**EXCERPT:**
January 27, 2016 (San Diego) –  E-cigarettes have been touted by manufacturers as less dangerous than cigarettes known to cause serious long-term health risks. But now a new study by San Diego researchers reveals that among other hazardous effects of vaping, exposure to e-cigarette vapor dramatically raises the risk of death from “superbugs.”

A quarter (25%) of mice exposed to e-cigarette vapor died when infected with MRSA (methicillin-resistant S. aureus), a bacterial staph infection resistant to antibiotics.  By contrast, all mice that didn’t inhale the vapor survived.  The result held true in tests with seven different types of e-cigarette liquids.

Senior author Laura Crotty, MD, states, “This study shows that e-cigarette vapor is not benign — at high doses it can directly kill lung cells, which is frightening.” Mice also had inflammation throughout their bodies, including in their airways and bloodstreams.

**DATA SHOWN:**
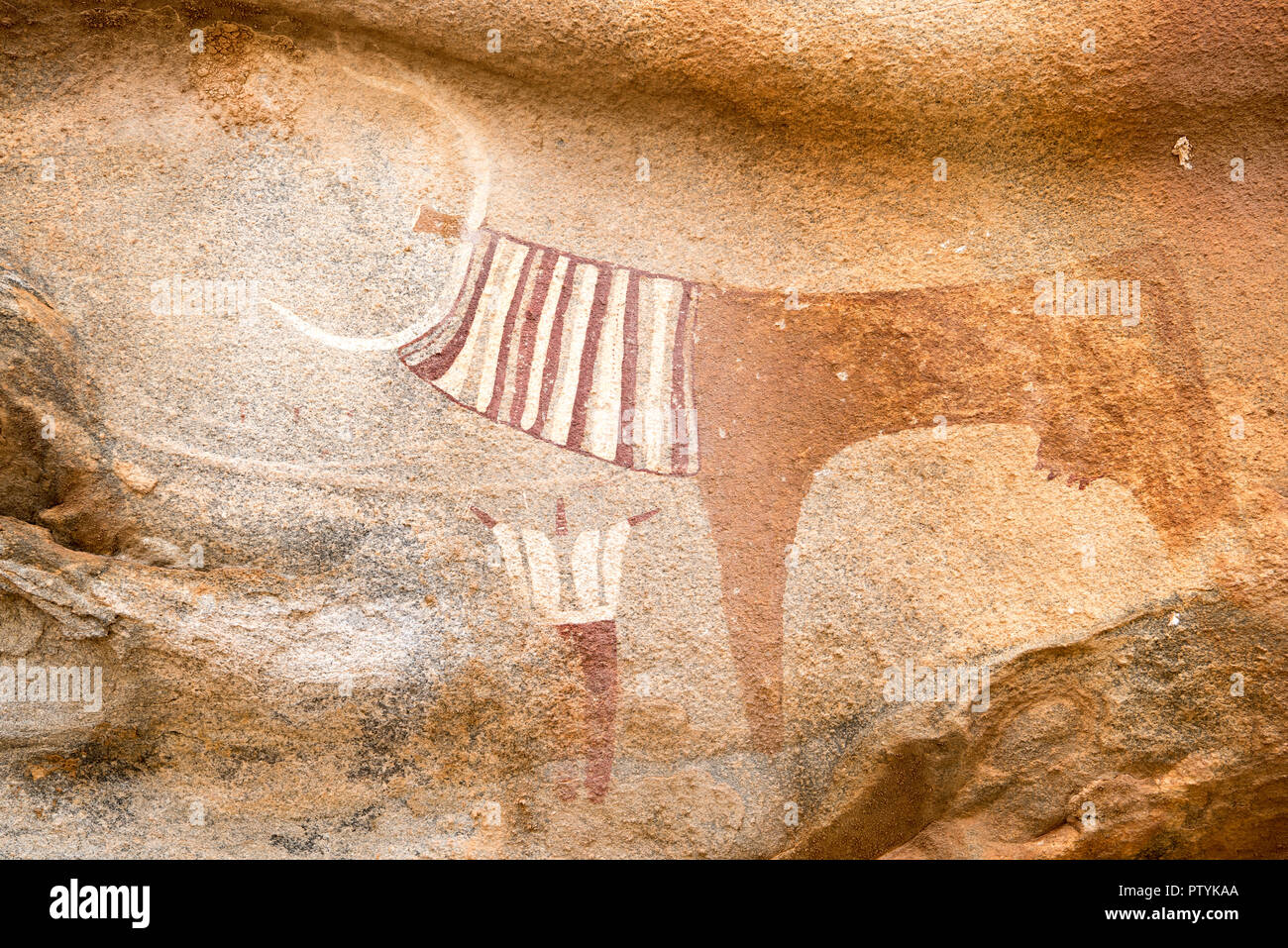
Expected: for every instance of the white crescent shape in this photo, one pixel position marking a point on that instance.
(482, 172)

**ACTIVITY 1:** Decide whether each statement agrees with the article on e-cigarette vapor and superbugs, answering yes or no and quoting the deciding words: (a) All mice that did not inhale the vapor survived infection with MRSA. (b) The result was confirmed with only one type of e-cigarette liquid. (c) The mice showed inflammation only in their lungs.
**ACTIVITY 2:** Supply the next portion of the article on e-cigarette vapor and superbugs, beginning after its final sentence.
The material bears no relation to the article on e-cigarette vapor and superbugs.

**EXPECTED ANSWER 1:**
(a) Yes: "By contrast, all mice that didn’t inhale the vapor survived."
(b) No: "The result held true in tests with seven different types of e-cigarette liquids."
(c) No: "Mice also had inflammation throughout their bodies, including in their airways and bloodstreams."

**EXPECTED ANSWER 2:**
The mice were exposed for just an hour a day, five days a week, over four weeks, NBC News reports.  While human studies have not yet been done, the results are disturbing—adding fuel to the fire of those calling for regulatory reforms to restrict e-cigarettes.

The federally-funded health study was conducted by researchers at the University of San Diego School of Medicine and Veterans Affairs San Diego Healthcare System. It was published January 25th in the Journal of Molecular Medicine.